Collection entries
## start
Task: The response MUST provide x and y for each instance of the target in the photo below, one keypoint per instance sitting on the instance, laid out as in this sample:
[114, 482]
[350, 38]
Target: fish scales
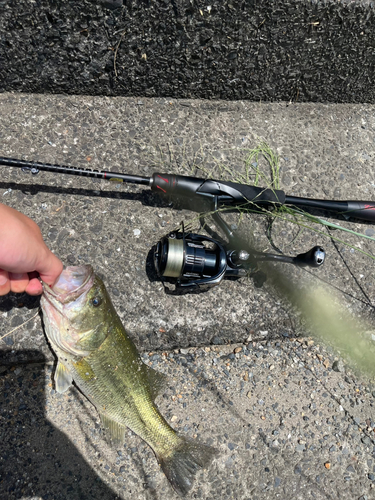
[94, 351]
[116, 387]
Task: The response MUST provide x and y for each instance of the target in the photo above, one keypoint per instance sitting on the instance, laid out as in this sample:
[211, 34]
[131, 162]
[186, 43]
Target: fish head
[77, 311]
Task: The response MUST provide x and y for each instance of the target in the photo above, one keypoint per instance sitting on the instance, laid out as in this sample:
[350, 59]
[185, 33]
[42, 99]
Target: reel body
[192, 261]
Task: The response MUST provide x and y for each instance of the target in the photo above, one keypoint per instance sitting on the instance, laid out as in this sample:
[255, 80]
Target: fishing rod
[193, 261]
[218, 193]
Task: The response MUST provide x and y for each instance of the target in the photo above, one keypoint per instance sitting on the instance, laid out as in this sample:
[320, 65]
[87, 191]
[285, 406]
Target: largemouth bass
[94, 351]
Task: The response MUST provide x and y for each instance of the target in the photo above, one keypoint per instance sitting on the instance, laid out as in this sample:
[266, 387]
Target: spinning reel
[193, 261]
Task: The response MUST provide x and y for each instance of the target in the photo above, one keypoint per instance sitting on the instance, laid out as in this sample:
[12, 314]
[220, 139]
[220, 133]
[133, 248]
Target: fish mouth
[71, 284]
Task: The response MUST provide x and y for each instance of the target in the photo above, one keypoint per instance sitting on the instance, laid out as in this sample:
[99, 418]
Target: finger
[4, 282]
[50, 268]
[18, 282]
[35, 286]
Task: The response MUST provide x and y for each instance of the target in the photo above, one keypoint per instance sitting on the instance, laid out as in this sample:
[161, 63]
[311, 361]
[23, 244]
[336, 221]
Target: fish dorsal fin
[158, 381]
[63, 378]
[116, 431]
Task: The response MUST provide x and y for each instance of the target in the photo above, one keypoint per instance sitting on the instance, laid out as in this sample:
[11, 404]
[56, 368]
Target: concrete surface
[321, 50]
[322, 416]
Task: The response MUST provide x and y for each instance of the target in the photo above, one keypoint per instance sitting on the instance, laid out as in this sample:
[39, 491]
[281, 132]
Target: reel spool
[195, 261]
[190, 260]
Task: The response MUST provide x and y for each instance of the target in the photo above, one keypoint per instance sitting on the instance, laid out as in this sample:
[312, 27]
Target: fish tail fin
[183, 463]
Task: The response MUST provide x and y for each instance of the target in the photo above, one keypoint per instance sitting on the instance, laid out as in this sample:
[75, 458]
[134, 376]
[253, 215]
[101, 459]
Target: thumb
[49, 268]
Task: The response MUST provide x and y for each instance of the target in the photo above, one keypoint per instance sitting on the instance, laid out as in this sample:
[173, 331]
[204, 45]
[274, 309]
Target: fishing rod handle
[229, 193]
[364, 210]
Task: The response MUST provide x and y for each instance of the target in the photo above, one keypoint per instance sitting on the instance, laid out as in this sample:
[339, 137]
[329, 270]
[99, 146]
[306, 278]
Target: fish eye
[96, 301]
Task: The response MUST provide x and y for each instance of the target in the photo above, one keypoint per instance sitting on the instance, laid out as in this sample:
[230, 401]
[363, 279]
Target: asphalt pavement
[289, 417]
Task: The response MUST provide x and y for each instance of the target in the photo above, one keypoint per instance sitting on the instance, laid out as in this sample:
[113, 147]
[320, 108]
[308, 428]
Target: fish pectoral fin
[158, 381]
[116, 431]
[63, 378]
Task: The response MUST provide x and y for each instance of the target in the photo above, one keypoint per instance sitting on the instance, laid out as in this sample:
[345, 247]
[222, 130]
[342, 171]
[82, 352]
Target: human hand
[23, 255]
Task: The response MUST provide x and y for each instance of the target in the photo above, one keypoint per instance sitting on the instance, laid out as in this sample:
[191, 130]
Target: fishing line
[19, 326]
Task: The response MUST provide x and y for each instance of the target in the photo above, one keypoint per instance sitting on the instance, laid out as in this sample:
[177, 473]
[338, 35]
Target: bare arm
## end
Job: Please find each row above that contains the string "fishing" and copy those rows out in full. Case counts when matching.

Problem solution:
Target: fishing rod
Target: fishing rod handle
Target: fishing line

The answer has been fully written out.